Written exercise:
Return the lines of the data below word for word, starting at the line that contains "Note: point out the building" and stopping after the line that contains "point(263, 176)", with both of those lines included.

[Position identification data]
- - -

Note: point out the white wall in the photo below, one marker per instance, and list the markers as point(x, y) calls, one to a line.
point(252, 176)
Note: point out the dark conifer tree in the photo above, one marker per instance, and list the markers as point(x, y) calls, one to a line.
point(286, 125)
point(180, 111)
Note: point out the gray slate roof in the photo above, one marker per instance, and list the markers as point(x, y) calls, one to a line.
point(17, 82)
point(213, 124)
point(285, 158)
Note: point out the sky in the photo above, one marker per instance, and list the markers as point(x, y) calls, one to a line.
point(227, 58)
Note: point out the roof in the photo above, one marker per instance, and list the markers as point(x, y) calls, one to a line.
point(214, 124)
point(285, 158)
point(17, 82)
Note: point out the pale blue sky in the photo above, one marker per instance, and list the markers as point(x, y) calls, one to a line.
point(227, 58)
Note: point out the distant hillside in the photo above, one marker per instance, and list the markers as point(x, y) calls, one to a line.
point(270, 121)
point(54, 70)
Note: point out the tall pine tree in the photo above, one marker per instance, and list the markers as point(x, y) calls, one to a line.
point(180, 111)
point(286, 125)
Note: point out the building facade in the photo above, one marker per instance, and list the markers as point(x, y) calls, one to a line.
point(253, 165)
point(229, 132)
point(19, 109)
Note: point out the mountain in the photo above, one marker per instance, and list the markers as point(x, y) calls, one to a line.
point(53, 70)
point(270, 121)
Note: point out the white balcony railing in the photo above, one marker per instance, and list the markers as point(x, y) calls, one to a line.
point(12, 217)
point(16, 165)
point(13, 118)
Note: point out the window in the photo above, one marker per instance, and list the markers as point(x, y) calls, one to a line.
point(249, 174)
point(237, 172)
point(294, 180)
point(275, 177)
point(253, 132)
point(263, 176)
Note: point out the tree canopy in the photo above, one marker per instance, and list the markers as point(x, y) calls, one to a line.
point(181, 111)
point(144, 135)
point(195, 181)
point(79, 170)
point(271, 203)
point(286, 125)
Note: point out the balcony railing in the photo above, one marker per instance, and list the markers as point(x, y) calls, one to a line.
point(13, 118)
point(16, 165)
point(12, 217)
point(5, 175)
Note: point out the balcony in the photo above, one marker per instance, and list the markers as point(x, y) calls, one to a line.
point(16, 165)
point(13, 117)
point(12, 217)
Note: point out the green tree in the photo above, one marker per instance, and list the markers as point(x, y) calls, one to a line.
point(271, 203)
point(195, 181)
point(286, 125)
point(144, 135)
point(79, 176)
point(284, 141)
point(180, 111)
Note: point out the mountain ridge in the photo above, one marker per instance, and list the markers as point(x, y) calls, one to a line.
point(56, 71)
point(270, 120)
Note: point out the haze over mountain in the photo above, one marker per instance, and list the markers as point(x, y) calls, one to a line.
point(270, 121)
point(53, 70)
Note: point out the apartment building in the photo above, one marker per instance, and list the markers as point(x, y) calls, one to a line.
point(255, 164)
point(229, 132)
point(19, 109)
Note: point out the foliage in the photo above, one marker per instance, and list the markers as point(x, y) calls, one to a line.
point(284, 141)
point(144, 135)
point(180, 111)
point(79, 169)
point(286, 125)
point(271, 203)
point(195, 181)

- - -

Exercise solution:
Note: point out the building facade in the photo above, one marker per instance, and list the markers as point(x, y) calls, one to a line.
point(253, 165)
point(229, 132)
point(19, 109)
Note: point out the mountain in the photo above, one marker per instance, and list the markers as point(x, y) calls, one to a line.
point(53, 70)
point(270, 121)
Note: point out the white balcony railing in the photo above, one marker per instance, and list the markers as point(x, y) calls, one to a line.
point(12, 217)
point(16, 165)
point(13, 118)
Note: point out the window in the photo above, one marker per instance, and list the markers as point(x, y) calls, one to a line.
point(249, 174)
point(237, 172)
point(294, 180)
point(275, 177)
point(253, 132)
point(263, 176)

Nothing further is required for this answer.